#### EXTRAIT CITÉ:

________________________

François-René de Châteaubriand naquit le 4 septembre de l’an de grâce 1768 en la bonne cité de Saint-Malo. Ayant vu le jour au sein du Royaume de France de Louis XV, il mourra sous la IIème République, que de tourments politiques, de remous historiques, dont il sera l’éloigné ou le proche témoin. Si le Vicomte de Châteaubriand, enfant d’une famille de la noblesse bretonne et plus tard le ministre de l’Europe et de Affaires étrangères, n’est pas resté dans les mémoires, il n’en est rien pour François-René l’écrivain du romantisme français. D’une vie marquée par l’exil et la politique, l’ultraroyaliste fera œuvre de sa vie : les Mémoires d’Outre-Tombe.
Châteaubriand en costume de Pair de France, Pierre-Louis Delaval, 1828
Châteaubriand, les débuts d’un destin
Faisant partie d’une famille de six enfants, François-René naquit dans une noble maison désargentée. Son père fut corsaire et négrier assurant un avenir financier permettant de vivre dans de meilleures conditions. Le jeune enfant vivra d’abord chez sa grand-mère maternelle à Plancoët. Parallèlement, en 1761, la famille avait pu s’offrir le château de Combourg. François-René le rejoint en 1777. Âgé de 17 ans, il entre dans le régiment de Navarre en tant que sous-lieutenant. Il assiste à la prise de la bastille le 14 juillet 1789. Il embarque pour les Amériques en 1791, il revient en France après la nouvelle de la fuite à Varennes.

________________________

#### JEU DE DONNÉES:
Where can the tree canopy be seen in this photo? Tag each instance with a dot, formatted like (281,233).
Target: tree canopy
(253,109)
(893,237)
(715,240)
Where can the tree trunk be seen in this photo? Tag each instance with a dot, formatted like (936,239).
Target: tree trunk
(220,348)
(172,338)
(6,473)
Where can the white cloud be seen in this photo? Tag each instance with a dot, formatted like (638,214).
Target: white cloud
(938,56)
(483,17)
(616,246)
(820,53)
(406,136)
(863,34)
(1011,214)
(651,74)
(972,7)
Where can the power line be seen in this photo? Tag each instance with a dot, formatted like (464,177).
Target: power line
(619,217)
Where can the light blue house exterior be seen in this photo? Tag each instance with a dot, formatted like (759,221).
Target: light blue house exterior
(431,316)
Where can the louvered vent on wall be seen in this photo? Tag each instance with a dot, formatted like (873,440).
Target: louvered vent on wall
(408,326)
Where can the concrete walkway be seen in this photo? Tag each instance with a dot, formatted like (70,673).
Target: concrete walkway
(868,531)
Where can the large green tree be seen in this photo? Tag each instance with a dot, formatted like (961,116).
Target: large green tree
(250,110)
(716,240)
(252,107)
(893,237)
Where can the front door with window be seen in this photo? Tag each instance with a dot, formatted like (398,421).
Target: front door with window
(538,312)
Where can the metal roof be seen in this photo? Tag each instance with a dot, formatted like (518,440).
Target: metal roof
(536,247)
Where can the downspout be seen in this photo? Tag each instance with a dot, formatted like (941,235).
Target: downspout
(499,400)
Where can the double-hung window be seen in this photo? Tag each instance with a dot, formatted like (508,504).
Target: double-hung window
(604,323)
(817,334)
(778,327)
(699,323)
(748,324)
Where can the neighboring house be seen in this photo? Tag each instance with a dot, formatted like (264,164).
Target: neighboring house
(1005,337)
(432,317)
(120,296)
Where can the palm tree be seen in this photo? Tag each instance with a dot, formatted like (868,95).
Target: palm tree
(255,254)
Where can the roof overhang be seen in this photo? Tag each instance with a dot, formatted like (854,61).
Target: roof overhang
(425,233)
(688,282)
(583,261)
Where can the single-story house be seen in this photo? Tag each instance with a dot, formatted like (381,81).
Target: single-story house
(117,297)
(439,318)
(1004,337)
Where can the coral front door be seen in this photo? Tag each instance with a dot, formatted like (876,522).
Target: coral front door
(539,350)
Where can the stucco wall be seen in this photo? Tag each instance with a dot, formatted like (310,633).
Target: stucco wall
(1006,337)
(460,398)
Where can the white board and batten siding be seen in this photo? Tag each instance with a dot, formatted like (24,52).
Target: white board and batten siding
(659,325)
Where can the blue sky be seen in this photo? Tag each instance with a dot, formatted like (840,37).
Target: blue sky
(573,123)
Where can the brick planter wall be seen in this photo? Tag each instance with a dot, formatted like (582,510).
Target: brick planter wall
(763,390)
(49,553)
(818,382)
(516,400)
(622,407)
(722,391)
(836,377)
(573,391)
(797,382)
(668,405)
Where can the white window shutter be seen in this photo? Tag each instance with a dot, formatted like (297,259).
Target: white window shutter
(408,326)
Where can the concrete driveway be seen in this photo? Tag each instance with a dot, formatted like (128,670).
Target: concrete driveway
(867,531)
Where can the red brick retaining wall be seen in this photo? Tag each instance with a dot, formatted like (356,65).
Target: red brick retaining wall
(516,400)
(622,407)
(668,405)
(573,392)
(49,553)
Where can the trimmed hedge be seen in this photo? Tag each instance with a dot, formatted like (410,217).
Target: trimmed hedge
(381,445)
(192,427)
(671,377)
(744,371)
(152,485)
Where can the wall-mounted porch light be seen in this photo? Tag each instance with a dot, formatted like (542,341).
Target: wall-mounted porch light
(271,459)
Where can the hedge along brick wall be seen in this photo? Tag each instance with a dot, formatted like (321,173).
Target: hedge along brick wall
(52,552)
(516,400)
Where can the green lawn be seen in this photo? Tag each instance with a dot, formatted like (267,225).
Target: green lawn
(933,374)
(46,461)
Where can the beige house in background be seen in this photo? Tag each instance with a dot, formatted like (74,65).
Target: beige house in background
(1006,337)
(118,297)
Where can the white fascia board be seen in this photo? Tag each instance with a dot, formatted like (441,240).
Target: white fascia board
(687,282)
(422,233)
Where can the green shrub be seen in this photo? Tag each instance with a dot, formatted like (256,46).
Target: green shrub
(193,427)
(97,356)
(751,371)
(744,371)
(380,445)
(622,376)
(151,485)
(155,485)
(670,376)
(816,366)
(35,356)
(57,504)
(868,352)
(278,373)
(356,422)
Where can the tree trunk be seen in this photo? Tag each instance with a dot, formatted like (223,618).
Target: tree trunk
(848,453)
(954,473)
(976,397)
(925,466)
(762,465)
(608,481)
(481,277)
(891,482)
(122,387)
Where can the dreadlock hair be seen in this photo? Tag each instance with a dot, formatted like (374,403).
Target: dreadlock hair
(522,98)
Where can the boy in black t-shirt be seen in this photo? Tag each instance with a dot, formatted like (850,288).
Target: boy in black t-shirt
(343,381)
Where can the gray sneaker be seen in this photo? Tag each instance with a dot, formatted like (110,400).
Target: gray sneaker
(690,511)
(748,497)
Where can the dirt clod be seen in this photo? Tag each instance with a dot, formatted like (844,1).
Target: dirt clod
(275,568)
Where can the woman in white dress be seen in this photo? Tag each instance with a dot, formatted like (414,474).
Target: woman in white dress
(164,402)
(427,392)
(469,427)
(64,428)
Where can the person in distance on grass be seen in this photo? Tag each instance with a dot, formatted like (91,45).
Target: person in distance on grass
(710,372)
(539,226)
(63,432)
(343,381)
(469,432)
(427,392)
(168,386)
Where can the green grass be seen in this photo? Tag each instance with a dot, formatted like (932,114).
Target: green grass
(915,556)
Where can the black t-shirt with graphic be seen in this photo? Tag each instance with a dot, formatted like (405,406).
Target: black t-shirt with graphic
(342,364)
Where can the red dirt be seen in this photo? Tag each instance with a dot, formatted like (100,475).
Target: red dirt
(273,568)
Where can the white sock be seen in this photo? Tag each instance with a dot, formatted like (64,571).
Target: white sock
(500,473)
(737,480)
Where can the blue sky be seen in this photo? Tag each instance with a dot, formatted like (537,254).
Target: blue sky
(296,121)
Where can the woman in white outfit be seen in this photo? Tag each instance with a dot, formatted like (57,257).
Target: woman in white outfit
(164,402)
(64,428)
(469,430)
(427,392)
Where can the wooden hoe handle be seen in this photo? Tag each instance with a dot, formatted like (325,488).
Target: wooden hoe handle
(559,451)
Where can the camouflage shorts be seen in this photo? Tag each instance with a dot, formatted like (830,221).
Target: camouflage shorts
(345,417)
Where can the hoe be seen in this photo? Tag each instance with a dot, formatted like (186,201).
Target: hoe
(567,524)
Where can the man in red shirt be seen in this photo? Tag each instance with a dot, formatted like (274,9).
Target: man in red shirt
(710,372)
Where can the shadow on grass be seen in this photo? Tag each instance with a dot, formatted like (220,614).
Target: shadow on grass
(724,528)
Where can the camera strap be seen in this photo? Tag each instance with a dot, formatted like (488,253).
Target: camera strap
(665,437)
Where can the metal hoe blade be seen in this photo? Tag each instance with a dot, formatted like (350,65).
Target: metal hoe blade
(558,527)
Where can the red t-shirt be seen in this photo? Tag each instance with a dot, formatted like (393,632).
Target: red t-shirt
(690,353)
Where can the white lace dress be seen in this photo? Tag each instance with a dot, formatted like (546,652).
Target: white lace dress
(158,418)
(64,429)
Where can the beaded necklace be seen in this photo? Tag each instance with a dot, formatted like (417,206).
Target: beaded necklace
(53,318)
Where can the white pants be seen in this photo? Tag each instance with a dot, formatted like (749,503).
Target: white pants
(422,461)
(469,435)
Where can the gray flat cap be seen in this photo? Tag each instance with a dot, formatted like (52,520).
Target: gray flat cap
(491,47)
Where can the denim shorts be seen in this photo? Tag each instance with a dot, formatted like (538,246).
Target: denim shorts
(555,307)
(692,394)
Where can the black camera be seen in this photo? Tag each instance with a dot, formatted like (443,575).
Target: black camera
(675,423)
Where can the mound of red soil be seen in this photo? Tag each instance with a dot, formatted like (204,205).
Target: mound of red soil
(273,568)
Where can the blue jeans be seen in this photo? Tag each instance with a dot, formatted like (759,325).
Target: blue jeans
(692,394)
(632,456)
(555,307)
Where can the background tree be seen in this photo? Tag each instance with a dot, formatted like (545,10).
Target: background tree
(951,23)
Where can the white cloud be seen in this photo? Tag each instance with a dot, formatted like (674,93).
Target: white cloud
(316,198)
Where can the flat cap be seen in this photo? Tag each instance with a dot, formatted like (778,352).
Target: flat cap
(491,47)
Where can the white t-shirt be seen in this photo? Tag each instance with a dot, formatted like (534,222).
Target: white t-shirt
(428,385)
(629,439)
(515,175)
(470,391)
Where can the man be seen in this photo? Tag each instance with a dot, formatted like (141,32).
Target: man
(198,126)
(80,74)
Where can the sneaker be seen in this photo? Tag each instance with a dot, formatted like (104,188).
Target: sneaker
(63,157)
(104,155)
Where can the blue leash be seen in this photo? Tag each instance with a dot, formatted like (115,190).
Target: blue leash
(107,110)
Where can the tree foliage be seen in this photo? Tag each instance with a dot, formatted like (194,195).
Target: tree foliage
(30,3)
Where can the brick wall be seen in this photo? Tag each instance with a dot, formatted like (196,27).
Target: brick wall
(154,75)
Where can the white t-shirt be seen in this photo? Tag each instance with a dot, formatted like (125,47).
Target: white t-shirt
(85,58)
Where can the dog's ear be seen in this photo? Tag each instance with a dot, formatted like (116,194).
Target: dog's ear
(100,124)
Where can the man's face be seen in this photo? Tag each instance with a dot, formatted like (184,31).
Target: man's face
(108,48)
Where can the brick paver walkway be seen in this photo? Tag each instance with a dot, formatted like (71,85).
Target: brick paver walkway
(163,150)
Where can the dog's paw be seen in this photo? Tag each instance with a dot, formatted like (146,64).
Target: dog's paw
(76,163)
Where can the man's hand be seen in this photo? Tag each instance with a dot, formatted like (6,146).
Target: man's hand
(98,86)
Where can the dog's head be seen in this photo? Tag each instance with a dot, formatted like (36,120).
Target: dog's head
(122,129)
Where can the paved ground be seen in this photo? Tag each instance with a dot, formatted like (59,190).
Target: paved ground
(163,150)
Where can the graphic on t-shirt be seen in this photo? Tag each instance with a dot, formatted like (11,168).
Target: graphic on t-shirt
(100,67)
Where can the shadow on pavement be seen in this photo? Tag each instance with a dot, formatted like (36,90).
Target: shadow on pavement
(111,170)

________________________

#### CONSIGNE:
Recopiez s'il vous plaît le passage du texte sur Châteaubriand qui commence aux mots « François-René de Châteaubriand » et s'arrête après « les Mémoires d’Outre-Tombe. ».

#### CORRIGÉ DÉTAILLÉ:
François-René de Châteaubriand naquit le 4 septembre de l’an de grâce 1768 en la bonne cité de Saint-Malo. Ayant vu le jour au sein du Royaume de France de Louis XV, il mourra sous la IIème République, que de tourments politiques, de remous historiques, dont il sera l’éloigné ou le proche témoin. Si le Vicomte de Châteaubriand, enfant d’une famille de la noblesse bretonne et plus tard le ministre de l’Europe et de Affaires étrangères, n’est pas resté dans les mémoires, il n’en est rien pour François-René l’écrivain du romantisme français. D’une vie marquée par l’exil et la politique, l’ultraroyaliste fera œuvre de sa vie : les Mémoires d’Outre-Tombe.